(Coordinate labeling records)
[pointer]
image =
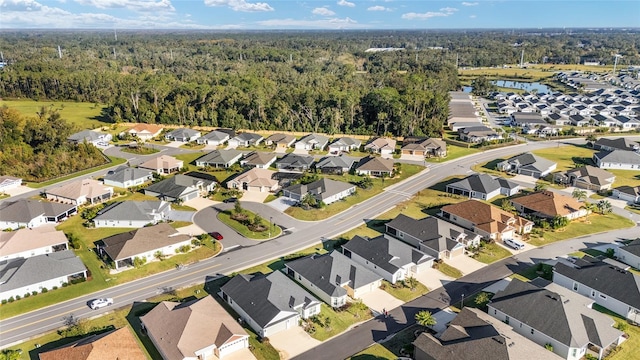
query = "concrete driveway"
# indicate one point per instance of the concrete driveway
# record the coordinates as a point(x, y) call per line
point(292, 342)
point(379, 300)
point(432, 278)
point(465, 264)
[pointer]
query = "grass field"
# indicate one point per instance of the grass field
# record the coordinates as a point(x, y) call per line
point(83, 115)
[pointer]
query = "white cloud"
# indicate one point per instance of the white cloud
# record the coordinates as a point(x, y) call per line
point(334, 23)
point(323, 11)
point(346, 3)
point(444, 12)
point(134, 5)
point(378, 8)
point(240, 5)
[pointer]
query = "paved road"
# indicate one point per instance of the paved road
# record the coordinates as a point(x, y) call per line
point(380, 328)
point(47, 319)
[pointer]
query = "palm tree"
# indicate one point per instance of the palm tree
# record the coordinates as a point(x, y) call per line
point(425, 318)
point(579, 195)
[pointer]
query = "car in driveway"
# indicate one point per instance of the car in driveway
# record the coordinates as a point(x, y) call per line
point(216, 235)
point(100, 303)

> **WHAT YOU NEED TO DO**
Format every line of the records above as a Markdown table with the columns Row and Record line, numbering the rows and skipping blank lines. Leave the pictures out of the table.

> **RESULT OF THE EXERCISE**
| Row | Record line |
|---|---|
| 1 | [pointer] |
| 2 | image = |
| 3 | query = "concrete driveway" |
| 4 | # indicate one point per instance of the concrete driveway |
| 5 | # record the coordinates as a point(x, y) call per line |
| 6 | point(292, 342) |
| 7 | point(379, 300) |
| 8 | point(432, 278) |
| 9 | point(465, 264) |
| 10 | [pointer] |
| 11 | query = "grass field" |
| 12 | # indicate one point per instance of the grass field |
| 13 | # record the coordinates as a point(x, y) call per line |
| 14 | point(83, 115) |
| 15 | [pointer] |
| 16 | query = "white cloud" |
| 17 | # indicate one point per instance of the white cloud |
| 18 | # record the coordinates as a point(x, y) call per line |
| 19 | point(334, 23) |
| 20 | point(323, 11) |
| 21 | point(346, 3) |
| 22 | point(444, 12) |
| 23 | point(134, 5) |
| 24 | point(378, 8) |
| 25 | point(240, 5) |
| 26 | [pointer] |
| 27 | query = "paved road" |
| 28 | # indicate one point per instance of the paved road |
| 29 | # record the coordinates as a point(x, y) call per line |
| 30 | point(380, 328) |
| 31 | point(47, 319) |
| 32 | [pointer] |
| 33 | query = "palm tree" |
| 34 | # indicate one point per instance of the palm tree |
| 35 | # record the coordinates as a point(x, y) call per line |
| 36 | point(425, 318) |
| 37 | point(579, 195) |
| 38 | [pointer] |
| 39 | query = "car in driveway" |
| 40 | # indicate one point per instance of the car in driveway |
| 41 | # record the coordinates as a point(x, y) call per line |
| 42 | point(216, 235) |
| 43 | point(100, 303) |